Extract Start Marker

Chapter 5 is on the Finite Element Method. This is an ancient differential equations technique, and this naive reader emerged from a few minutes immersion in the chapter none the wiser as to how it's applied to scientific visualization, or as to what (if anything) it has to do with my quest. Enlightenment, anyone?
Chapter 6: Visualizing Sampled Volume Data, is mostly devoted to standard 3-dimensional techniques, although the author briefly mentions higher dimensions, and acknowledges the need for imaging methods that can show multiple parameters. We learn that many volume renderers use parallel projection, because it's cheaper, and for scientific data it may be preferable to not alter size with distance. However, some renderers do offer perspective projection, which is better for depth perception. Sensory input other than visual can help dealing with multiple parameters. For example, the frequency rate of repetition of a sound could be used to indicate density as the user moves through the environment [Grinstein, G., Pickett, R.M.,. Williams, M.G. "Exvis: an exploratory visualization environment", Proceedings Graphics Interface '89, pp.254-261, June '89]
Chapter 7, Special Models for Natural Objects, starts with a brief discussion of fractals, with some emphasis on Barnsley's Iterated Function Systems. There is a description of structural modeling of botanical structures.
Chapter 8 seems a perfectly fine introduction to Computer Animation, but there's little relating to our quest.
Chapter 10 on Robotic Methods for Task-level and Behavioral Animation is concerned with robotics techniques which are used or could be used for the task-level animation of linked figures. In direct kinematics, position and velocity are transformed from "joint-space" into cartesian coordinates. Other methods are based on Lagrange's equations for motion for nonconservative systems, the Gibbs-Appel equations, or on the Newton-Euler equations. I was expecting more computational geometry, but it might have passed me by.
The theme of Chapter 11, Visualization of Flow Simulations, seems to be the necessity of interaction between software and a human with knowledge of what the solution should be like. Many aspects of computational fluid dynamics require massive computing power.

Extract End Marker
Record excerpts Start Marker

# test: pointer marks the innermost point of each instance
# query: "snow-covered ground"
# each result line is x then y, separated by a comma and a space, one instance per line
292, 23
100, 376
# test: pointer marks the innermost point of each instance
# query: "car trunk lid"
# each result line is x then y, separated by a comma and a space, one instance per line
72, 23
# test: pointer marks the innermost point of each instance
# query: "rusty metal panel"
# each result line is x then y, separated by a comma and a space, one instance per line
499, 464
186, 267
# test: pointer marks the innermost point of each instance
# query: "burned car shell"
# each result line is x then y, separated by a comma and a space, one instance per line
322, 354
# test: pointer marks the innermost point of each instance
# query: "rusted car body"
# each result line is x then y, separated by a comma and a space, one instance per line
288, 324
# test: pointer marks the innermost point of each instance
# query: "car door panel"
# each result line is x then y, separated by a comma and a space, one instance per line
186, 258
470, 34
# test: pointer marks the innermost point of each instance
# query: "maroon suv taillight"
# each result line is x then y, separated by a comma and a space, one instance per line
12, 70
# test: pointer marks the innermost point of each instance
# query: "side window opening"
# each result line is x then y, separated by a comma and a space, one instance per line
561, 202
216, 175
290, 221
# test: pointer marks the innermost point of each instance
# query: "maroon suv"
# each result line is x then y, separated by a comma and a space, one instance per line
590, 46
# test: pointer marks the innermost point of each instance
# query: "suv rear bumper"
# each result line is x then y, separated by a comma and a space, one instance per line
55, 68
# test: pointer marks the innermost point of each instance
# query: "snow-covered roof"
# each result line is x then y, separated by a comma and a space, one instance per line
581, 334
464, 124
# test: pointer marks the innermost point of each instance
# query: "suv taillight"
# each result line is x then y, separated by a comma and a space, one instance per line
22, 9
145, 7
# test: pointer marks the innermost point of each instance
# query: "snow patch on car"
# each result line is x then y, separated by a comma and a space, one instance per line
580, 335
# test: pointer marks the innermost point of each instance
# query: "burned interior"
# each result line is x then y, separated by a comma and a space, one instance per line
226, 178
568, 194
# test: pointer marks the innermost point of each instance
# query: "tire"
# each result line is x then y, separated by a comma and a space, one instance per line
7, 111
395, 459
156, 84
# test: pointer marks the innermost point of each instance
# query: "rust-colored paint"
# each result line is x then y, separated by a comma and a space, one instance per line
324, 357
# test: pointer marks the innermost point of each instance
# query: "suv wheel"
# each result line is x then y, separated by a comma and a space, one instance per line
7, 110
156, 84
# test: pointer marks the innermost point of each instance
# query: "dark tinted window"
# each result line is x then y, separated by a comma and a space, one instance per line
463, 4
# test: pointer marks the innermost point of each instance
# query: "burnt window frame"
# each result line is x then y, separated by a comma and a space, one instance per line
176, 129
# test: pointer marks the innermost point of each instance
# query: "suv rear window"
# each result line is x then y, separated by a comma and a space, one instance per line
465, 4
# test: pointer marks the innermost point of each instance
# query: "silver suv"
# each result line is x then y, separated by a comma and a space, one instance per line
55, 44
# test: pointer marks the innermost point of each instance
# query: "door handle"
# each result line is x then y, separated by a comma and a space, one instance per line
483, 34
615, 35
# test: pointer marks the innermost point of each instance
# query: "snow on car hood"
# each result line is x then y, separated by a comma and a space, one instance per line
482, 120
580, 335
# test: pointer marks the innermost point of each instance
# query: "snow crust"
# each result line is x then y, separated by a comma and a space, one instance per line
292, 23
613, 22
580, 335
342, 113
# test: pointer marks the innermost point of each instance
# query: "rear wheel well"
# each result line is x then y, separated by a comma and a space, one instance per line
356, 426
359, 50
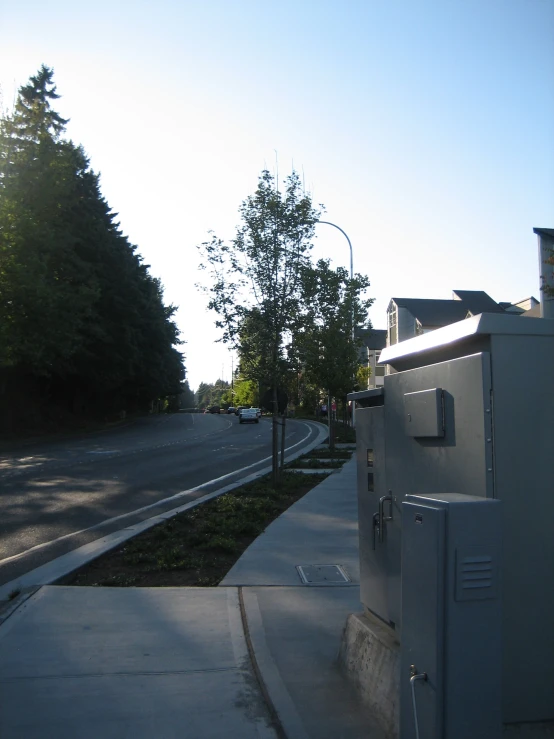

Record excerpts End Marker

*Task to carry out*:
According to the chapter summaries, why do many volume renderers use parallel projection? None of this data is needed.

*Response to this task*:
It's cheaper, and for scientific data it may be preferable not to alter size with distance.